* [WHAT YOU SHOULD DO]:
Turn every line of the records below into a numbered list, leaving out any blank lines.

* [INFORMATION PROVIDED]:

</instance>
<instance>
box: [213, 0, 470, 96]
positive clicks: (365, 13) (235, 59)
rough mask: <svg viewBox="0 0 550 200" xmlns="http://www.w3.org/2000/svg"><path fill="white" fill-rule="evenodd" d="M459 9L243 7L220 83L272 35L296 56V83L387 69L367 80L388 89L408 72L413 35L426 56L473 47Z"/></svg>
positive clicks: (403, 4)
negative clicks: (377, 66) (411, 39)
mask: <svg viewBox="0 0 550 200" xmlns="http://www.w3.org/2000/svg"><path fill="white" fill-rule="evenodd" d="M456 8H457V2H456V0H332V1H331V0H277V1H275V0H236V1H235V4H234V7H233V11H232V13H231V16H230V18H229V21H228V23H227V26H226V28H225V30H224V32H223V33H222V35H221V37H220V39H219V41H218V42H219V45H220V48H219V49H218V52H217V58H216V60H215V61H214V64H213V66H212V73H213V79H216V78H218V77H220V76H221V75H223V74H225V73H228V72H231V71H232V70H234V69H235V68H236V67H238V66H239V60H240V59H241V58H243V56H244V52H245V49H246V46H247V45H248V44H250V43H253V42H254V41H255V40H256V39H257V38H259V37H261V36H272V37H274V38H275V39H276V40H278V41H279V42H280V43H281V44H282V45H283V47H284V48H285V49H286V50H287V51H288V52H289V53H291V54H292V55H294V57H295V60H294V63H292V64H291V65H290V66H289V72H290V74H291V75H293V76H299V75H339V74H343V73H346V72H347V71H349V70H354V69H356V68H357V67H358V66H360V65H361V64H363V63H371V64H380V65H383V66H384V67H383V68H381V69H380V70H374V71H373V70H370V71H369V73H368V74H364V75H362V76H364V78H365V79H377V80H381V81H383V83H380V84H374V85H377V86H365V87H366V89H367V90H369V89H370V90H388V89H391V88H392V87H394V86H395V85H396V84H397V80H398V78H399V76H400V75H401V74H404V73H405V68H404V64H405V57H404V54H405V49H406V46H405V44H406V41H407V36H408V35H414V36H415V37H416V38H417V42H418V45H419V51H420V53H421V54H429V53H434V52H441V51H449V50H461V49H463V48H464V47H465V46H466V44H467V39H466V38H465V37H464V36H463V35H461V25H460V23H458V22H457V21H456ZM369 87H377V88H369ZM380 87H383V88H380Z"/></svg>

* [RESULT]:
1. </instance>
2. <instance>
3. box: [213, 0, 470, 96]
4. positive clicks: (365, 13) (235, 59)
5. rough mask: <svg viewBox="0 0 550 200" xmlns="http://www.w3.org/2000/svg"><path fill="white" fill-rule="evenodd" d="M459 9L243 7L220 83L272 35L296 56V83L387 69L367 80L388 89L408 72L413 35L426 56L473 47Z"/></svg>
6. positive clicks: (403, 4)
7. negative clicks: (377, 66) (411, 39)
8. mask: <svg viewBox="0 0 550 200" xmlns="http://www.w3.org/2000/svg"><path fill="white" fill-rule="evenodd" d="M456 8H457V2H456V0H332V1H331V0H277V1H275V0H236V1H235V4H234V7H233V11H232V13H231V16H230V18H229V21H228V23H227V26H226V28H225V30H224V32H223V33H222V35H221V37H220V39H219V41H218V42H219V45H220V48H219V49H218V52H217V58H216V60H215V61H214V64H213V66H212V73H213V79H216V78H218V77H220V76H221V75H223V74H225V73H228V72H231V71H232V70H234V69H235V68H236V67H238V66H239V60H240V59H241V58H243V56H244V52H245V49H246V46H247V45H248V44H250V43H253V42H254V41H255V40H256V39H257V38H259V37H261V36H272V37H274V38H275V39H276V40H278V41H279V42H280V43H281V44H282V45H283V47H284V48H285V49H286V50H287V51H288V52H289V53H291V54H292V55H294V57H295V60H294V63H292V64H291V65H290V66H289V72H290V74H291V75H293V76H299V75H339V74H343V73H346V72H347V71H349V70H354V69H356V68H357V67H358V66H360V65H361V64H363V63H371V64H380V65H383V66H384V67H383V68H381V69H380V70H374V71H373V70H370V71H369V73H368V74H364V75H362V76H364V78H365V79H377V80H381V81H383V83H380V84H374V85H377V86H365V87H366V89H367V90H369V89H370V90H388V89H391V88H392V87H394V86H395V85H396V84H397V80H398V78H399V76H400V75H401V74H404V73H405V68H404V64H405V57H404V54H405V49H406V46H405V44H406V41H407V36H408V35H414V36H415V37H416V38H417V42H418V45H419V51H420V53H421V54H429V53H434V52H441V51H449V50H461V49H463V48H464V47H465V46H466V44H467V39H466V38H465V37H464V36H463V35H461V25H460V23H458V22H457V21H456ZM369 87H377V88H369ZM380 87H383V88H380Z"/></svg>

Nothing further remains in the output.